Take each line of the listing that has the string "crack" and report it.

> [Data shown]
============================================================
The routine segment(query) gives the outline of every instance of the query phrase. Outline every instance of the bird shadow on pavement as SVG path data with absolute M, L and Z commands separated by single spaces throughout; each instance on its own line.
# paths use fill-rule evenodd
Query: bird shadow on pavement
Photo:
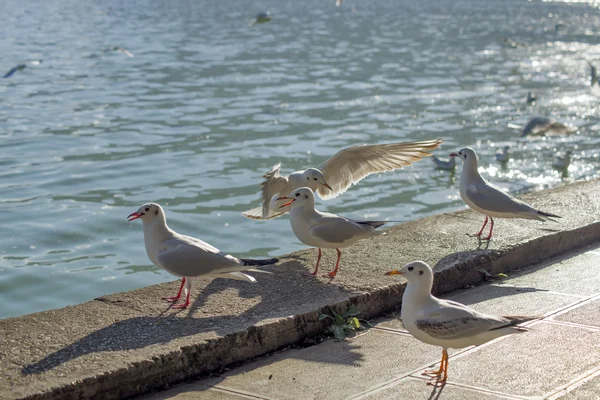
============================================================
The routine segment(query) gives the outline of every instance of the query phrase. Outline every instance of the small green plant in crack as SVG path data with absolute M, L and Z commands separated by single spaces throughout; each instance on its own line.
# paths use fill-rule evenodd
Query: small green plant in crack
============================================================
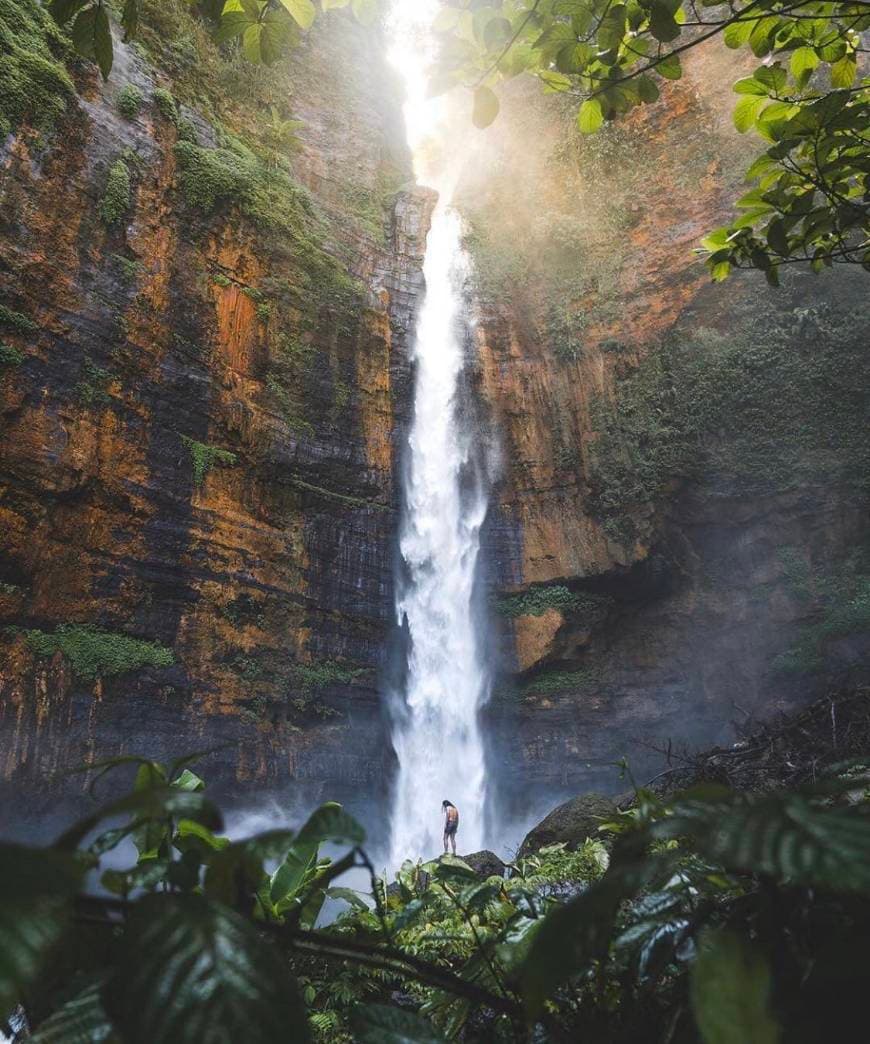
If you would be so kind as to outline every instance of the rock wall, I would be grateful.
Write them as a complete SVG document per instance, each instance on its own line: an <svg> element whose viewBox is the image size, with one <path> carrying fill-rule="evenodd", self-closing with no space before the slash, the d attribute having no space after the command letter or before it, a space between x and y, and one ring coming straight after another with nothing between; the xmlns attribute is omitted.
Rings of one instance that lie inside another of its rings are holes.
============================================================
> [Result for this exercise]
The routine segment(query) gives the outline of every instance of the query phrase. Outline every instance of the small green plant in crack as SVG path data with absolute M, L and Z commands separated by single spaces throughout; each instance on its own line.
Query: small green plant in crack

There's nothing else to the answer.